GIVEN TEXT
>>
# Feet hitting front wheel



## richtea78 (20 Jun 2010)

I am looking for a bit of advice please. 

I have only recently just started cycling again having had a break of 15 or so years. I brought a Scott Sub 20 after testing out several bikes and was fairly happy with it. However whilst out riding today I caught my foot in the front wheel while turning a corner and it was pretty off putting. 

Once I noticed it I tried to replicate it again to make sure it wasnt a freak accident and if I have the pedals at a certain position relative to how the front wheel is turned I catch my feet on the wheel. I dont understand how I didnt notice this while test riding the bike but could anyone tell me if there is any modifications I can make to avoid it or should I take the bike back to the shop and get a different size one? 

thanks for your help


----------



## Muddyfox (20 Jun 2010)

richtea78 said:


> could anyone tell me if there is any modifications I can make to avoid it



You need some smaller feet


----------



## Fab Foodie (20 Jun 2010)

Hi richtea78 and welcome...

What you describe is 'Toe-Overlap' and is not uncommon. It's a function of the bike's geometry and size.
<<
PROBLEM DETAILS
Return the forum thread above about feet hitting the front wheel, reproduced in full and unchanged.

RECORDED INFORMATION
>>
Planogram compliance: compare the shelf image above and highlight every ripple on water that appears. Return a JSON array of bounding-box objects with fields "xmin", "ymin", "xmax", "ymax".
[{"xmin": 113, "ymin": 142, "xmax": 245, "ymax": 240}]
<<
EXPECTED ANSWER
# Feet hitting front wheel



## richtea78 (20 Jun 2010)

I am looking for a bit of advice please. 

I have only recently just started cycling again having had a break of 15 or so years. I brought a Scott Sub 20 after testing out several bikes and was fairly happy with it. However whilst out riding today I caught my foot in the front wheel while turning a corner and it was pretty off putting. 

Once I noticed it I tried to replicate it again to make sure it wasnt a freak accident and if I have the pedals at a certain position relative to how the front wheel is turned I catch my feet on the wheel. I dont understand how I didnt notice this while test riding the bike but could anyone tell me if there is any modifications I can make to avoid it or should I take the bike back to the shop and get a different size one? 

thanks for your help


----------



## Muddyfox (20 Jun 2010)

richtea78 said:


> could anyone tell me if there is any modifications I can make to avoid it



You need some smaller feet


----------



## Fab Foodie (20 Jun 2010)

Hi richtea78 and welcome...

What you describe is 'Toe-Overlap' and is not uncommon. It's a function of the bike's geometry and size.